#### Lo que se pide
¿Puedes reproducir de nuevo todo, desde la línea que contiene "I'd really appreciate it if you could find the slender" hasta la línea que contiene "[376,439,840,810]", ambas incluidas, con cada coordenada de los recuadros de las respuestas desplazada en 26, es decir, sumándole 26?

#### Datos mostrados

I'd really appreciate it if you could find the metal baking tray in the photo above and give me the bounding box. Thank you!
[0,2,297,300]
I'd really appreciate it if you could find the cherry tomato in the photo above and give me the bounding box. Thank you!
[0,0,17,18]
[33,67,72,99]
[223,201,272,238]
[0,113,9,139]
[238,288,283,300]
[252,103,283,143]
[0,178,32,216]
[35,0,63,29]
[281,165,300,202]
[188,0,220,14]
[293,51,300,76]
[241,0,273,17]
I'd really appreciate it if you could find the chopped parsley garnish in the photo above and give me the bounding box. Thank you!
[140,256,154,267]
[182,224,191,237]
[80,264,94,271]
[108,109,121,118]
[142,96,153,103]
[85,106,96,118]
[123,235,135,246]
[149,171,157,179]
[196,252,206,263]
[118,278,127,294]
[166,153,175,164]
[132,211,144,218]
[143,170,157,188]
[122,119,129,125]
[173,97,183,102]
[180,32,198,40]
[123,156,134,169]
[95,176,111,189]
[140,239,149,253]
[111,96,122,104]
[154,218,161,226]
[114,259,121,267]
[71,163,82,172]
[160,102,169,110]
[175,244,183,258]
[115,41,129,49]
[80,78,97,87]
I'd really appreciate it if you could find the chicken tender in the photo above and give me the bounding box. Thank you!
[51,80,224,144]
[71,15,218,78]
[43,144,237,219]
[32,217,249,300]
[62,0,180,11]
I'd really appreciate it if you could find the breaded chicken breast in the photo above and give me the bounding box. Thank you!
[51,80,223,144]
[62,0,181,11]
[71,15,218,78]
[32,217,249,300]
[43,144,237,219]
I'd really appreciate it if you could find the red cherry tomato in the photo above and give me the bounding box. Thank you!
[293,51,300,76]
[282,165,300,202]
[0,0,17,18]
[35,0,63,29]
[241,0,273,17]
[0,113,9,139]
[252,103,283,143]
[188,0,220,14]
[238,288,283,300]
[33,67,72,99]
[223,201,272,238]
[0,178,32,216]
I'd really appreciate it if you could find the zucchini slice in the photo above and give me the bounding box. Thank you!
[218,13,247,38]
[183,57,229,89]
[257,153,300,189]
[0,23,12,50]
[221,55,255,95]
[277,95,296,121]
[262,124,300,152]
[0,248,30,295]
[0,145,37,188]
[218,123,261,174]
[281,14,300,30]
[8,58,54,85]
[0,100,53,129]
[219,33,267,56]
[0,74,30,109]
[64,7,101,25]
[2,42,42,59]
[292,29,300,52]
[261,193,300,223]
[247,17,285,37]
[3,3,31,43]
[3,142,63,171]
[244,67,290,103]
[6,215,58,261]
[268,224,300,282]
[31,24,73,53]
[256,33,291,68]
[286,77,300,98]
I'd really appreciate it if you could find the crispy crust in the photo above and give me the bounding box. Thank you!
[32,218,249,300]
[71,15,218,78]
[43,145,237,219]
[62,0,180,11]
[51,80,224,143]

==

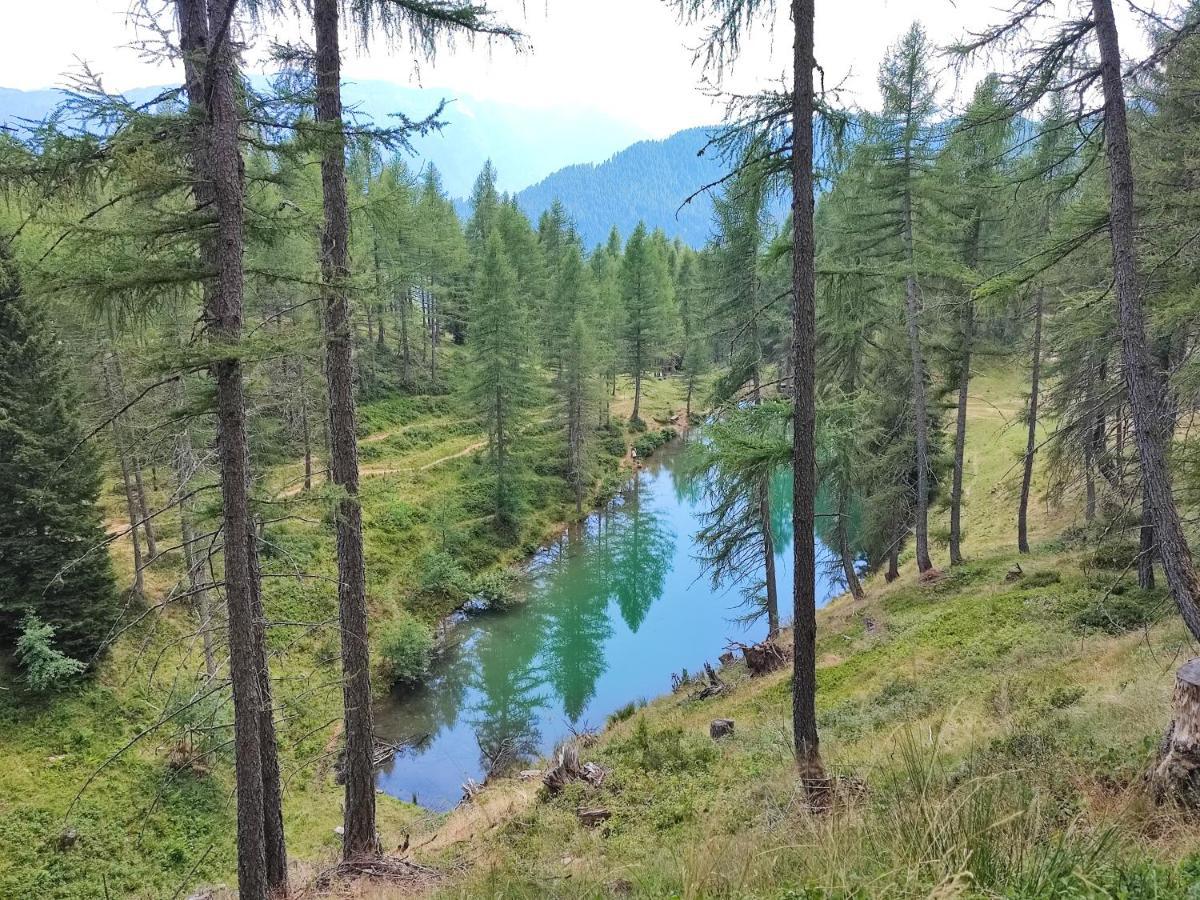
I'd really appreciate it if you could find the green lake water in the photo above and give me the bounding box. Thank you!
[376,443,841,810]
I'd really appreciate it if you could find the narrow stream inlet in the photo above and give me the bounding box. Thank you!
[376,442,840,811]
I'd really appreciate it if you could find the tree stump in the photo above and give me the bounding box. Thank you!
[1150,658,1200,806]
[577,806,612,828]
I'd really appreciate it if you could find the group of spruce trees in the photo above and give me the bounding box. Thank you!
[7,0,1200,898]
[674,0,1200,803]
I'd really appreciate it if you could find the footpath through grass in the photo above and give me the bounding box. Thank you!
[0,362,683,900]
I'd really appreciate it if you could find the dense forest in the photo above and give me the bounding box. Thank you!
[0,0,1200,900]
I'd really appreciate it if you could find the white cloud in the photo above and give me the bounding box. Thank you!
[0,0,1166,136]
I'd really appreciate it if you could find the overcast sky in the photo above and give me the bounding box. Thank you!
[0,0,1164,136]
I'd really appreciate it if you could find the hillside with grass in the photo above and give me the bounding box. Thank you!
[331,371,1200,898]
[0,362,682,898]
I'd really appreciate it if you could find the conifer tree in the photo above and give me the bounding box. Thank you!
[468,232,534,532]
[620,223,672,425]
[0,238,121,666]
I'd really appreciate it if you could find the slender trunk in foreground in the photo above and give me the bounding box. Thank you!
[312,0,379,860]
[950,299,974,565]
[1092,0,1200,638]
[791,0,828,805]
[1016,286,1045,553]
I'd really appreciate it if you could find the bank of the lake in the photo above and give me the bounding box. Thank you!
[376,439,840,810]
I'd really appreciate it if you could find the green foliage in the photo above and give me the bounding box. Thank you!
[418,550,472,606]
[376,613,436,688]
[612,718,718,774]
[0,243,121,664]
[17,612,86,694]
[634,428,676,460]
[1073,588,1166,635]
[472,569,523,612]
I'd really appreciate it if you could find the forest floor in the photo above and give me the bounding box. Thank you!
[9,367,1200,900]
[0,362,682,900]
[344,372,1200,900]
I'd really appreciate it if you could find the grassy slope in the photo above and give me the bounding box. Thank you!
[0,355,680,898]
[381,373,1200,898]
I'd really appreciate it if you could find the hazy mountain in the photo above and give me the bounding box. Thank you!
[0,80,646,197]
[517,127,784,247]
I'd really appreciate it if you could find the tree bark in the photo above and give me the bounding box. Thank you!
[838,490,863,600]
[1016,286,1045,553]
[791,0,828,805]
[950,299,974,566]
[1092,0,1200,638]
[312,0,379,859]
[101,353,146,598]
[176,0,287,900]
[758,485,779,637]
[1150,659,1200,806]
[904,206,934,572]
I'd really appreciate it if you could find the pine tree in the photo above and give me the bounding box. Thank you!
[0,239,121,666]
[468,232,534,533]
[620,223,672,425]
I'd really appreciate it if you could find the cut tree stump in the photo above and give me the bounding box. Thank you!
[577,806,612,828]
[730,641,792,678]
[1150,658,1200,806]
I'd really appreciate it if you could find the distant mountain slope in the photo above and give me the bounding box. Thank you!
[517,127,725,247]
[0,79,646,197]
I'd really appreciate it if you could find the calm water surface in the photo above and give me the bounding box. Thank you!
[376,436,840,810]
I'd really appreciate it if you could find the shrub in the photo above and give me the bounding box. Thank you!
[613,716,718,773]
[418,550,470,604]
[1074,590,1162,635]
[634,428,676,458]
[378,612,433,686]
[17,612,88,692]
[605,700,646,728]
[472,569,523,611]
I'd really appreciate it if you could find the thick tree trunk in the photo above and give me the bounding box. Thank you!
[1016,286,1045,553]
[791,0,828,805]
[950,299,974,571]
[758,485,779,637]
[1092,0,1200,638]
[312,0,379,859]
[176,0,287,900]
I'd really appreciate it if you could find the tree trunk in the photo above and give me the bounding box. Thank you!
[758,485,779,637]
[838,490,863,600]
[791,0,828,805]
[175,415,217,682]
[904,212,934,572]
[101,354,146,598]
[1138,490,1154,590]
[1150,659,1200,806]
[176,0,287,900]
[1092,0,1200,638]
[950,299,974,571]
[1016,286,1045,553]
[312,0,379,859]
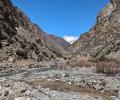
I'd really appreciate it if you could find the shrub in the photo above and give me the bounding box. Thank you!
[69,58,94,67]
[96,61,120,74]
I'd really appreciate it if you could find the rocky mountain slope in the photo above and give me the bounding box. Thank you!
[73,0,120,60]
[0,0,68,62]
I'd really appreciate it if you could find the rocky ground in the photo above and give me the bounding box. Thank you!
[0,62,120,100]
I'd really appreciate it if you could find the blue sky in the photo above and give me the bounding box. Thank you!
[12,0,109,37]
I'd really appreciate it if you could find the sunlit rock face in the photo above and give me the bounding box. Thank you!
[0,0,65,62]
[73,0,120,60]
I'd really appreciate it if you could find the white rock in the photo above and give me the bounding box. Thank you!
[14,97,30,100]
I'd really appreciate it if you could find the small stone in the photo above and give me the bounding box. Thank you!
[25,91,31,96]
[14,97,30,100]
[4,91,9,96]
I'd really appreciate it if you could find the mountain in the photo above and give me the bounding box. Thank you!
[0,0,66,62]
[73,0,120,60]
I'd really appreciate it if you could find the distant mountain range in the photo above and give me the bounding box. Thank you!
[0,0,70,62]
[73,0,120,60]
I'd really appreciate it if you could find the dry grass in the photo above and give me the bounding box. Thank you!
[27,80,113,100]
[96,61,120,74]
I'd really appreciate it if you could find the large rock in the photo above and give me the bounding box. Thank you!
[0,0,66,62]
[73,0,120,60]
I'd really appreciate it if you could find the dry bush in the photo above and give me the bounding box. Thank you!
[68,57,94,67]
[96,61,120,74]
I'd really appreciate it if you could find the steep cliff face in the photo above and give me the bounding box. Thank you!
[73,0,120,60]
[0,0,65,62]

#### Tarea resuelta
I'd really appreciate it if you could find the slender trunk in foreground in the photo above and give me the bounding box. Thank you!
[338,26,405,886]
[976,325,1000,591]
[1118,26,1226,664]
[817,26,854,831]
[1042,312,1071,579]
I'd really appreciate it if you could find the bank of the lake in the photo above and give me the bounding box. Thank you!
[402,465,866,836]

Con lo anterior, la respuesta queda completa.